---------- Excerpted passage

I am needing to optimize code that will be running on an Arm Cortex-M55 that has helium/MVE with floating-point support. The algorithm is quite recursive in nature so the compiler is struggling to infer any vector operations. The code is parallelizing across 4 channels and the math operations are mostly multiply, add/sub, divide and sqrt. The bottleneck is that I can run half the operations on MVE but the other (e.g. divide and sqrt) need to be performed on vFPU. The question is if I have my values stored in for example Q0 can I subsequently call FPU operations using the corresponding S registers (S0, S1, S2, S3)?

--------------------
---------- Information

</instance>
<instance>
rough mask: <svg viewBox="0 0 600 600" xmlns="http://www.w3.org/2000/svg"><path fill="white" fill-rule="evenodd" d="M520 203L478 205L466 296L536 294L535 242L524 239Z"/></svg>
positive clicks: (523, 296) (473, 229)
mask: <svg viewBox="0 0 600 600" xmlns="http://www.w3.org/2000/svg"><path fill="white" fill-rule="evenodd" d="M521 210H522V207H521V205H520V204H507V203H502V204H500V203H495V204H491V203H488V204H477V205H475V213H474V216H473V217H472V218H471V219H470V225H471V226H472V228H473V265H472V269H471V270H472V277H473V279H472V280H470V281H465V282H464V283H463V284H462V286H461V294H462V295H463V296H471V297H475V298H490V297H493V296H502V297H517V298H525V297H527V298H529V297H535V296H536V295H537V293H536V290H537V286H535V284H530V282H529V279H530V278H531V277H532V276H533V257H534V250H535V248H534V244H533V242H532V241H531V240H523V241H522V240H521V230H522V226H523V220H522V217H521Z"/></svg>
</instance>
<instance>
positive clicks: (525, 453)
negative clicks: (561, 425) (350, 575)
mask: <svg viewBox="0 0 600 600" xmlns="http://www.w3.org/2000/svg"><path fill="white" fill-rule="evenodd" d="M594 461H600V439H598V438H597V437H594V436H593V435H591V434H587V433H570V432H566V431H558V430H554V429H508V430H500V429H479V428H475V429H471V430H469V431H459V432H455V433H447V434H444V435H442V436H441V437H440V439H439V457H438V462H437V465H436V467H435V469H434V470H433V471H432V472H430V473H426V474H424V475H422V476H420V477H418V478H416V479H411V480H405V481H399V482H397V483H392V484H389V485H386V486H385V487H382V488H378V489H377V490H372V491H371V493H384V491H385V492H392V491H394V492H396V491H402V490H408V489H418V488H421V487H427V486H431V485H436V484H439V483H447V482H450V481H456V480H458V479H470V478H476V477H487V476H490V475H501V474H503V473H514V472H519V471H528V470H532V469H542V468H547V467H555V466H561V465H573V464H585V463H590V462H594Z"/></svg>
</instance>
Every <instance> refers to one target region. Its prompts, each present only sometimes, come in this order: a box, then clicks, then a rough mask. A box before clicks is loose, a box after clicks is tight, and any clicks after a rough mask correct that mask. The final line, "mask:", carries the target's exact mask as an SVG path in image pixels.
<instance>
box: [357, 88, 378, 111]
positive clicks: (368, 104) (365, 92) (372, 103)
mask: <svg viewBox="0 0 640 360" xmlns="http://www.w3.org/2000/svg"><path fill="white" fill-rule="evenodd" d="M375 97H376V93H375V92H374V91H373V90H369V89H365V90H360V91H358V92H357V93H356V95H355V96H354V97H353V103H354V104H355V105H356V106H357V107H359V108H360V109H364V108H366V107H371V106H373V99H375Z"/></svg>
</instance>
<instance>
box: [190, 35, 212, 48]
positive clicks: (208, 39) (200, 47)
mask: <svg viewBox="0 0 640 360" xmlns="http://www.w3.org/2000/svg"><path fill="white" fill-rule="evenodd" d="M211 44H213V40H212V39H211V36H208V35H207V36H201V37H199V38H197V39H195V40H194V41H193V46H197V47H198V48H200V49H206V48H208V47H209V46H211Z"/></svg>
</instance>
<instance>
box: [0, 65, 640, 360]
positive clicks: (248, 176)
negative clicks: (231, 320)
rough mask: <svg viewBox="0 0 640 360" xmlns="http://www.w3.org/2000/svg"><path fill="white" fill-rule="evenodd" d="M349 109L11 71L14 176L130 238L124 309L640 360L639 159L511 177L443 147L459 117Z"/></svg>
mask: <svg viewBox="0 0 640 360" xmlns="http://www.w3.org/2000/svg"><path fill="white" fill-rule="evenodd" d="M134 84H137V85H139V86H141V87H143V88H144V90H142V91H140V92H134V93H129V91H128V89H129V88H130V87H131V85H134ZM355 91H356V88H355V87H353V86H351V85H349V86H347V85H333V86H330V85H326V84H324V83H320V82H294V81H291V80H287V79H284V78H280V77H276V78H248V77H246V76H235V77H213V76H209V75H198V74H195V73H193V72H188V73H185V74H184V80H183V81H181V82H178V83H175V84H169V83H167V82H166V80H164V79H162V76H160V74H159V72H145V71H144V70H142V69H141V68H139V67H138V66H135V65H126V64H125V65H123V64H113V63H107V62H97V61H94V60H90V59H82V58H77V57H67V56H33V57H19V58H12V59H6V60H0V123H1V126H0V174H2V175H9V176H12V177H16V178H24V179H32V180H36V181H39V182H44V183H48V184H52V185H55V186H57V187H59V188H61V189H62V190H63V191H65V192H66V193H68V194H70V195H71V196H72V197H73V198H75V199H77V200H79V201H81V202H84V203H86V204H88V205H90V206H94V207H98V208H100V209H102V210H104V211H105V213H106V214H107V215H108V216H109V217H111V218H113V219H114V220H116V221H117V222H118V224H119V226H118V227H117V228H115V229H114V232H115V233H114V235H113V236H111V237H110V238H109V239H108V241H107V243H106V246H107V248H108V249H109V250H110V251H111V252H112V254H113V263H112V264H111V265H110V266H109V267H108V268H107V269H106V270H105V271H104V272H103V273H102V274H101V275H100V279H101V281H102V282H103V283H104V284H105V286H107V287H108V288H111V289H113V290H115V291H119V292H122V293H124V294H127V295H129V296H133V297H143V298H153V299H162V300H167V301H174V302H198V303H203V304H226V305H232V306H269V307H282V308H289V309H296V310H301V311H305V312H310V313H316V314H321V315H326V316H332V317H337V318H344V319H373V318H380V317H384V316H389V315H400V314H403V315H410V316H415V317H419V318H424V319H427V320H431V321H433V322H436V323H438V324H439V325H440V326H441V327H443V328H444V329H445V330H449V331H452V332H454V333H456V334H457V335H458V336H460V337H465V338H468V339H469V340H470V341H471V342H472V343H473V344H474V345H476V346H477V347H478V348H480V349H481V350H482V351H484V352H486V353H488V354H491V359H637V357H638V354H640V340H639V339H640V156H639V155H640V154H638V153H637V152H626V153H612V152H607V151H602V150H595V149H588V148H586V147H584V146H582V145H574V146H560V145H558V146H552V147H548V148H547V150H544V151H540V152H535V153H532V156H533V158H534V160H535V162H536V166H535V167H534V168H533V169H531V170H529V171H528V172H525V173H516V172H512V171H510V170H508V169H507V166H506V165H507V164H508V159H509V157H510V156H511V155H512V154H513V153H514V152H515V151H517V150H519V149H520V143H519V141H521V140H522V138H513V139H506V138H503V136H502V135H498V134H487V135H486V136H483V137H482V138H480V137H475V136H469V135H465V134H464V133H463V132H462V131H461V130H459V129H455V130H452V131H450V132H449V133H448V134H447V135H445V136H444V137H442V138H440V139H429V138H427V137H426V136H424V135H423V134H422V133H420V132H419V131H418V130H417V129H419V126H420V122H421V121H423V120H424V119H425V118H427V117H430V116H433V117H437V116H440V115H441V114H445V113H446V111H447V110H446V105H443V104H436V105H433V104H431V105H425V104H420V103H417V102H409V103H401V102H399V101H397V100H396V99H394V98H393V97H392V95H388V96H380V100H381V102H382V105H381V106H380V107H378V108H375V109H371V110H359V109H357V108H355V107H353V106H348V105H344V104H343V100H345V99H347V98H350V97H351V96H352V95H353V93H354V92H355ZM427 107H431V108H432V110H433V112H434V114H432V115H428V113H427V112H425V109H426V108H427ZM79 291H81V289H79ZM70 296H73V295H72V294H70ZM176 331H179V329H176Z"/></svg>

--------------------

• [Work task 1]
Answer these questions about the forum post on optimizing code for the Cortex-M55.
(a) What nature does the post attribute to the algorithm that keeps the compiler from inferring vector operations?
(b) Across how many channels is the code parallelizing?
(c) Which S registers does the post name as corresponding to Q0?
• [Work task 2] Carry on the forum post about Cortex-M55 optimization past its final sentence.

• [Expected output 1]
(a) The algorithm is quite recursive in nature.
(b) Four channels.
(c) S0, S1, S2 and S3.

• [Expected output 2]
Take the following function (similar to what I am optimizing):
float32_t update(float32_t old, float32_t a, float32_t b) { float32_t tmpa = 1.0f - a * a; float32_t tmpb = 1.0f - b * b; return old * sqrtf(tmpa * tmpb) + a * b; }
I rewrote with straight asm as follows:
void update_mve(float32_t *restrict old, float32_t *restrict a, float32_t *restrict b) { __asm volatile( "vldrw.s32 q1, [%[a]] \n" "vldrw.s32 q2, [%[b]] \n" "vldrw.s32 q0, [%[old]] \n" "vmov.f32 q7, #1.0 \n" "vmul.f32 q3, q1, q1 \n" "vsub.f32 q3, q7, q3 \n" "vmul.f32 q4, q2, q2 \n" "vsub.f32 q4, q7, q4 \n" "vmul.f32 q3, q3, q4 \n" "vsqrt.f32 s12, s12 \n" "vsqrt.f32 s13, s13 \n" "vsqrt.f32 s14, s14 \n" "vsqrt.f32 s15, s15 \n" "vmul.f32 q0, q0, q3 \n" "vfma.f32 q0, q1, q2 \n" "vstrw.32 q0, [%[old]] \n" : [old] "+r" (old) : [a] "r" (a), [b] "r" (b) : "q0", "q1", "q2", "q3", "q4", "q7", "memory" ); }
Notice I am *assuming* that after the MVE operations on Q registers the S registers will have the same content. The idea is to reduce the number of load/store/movs between FPU and MVE but not sure this assumption is correct.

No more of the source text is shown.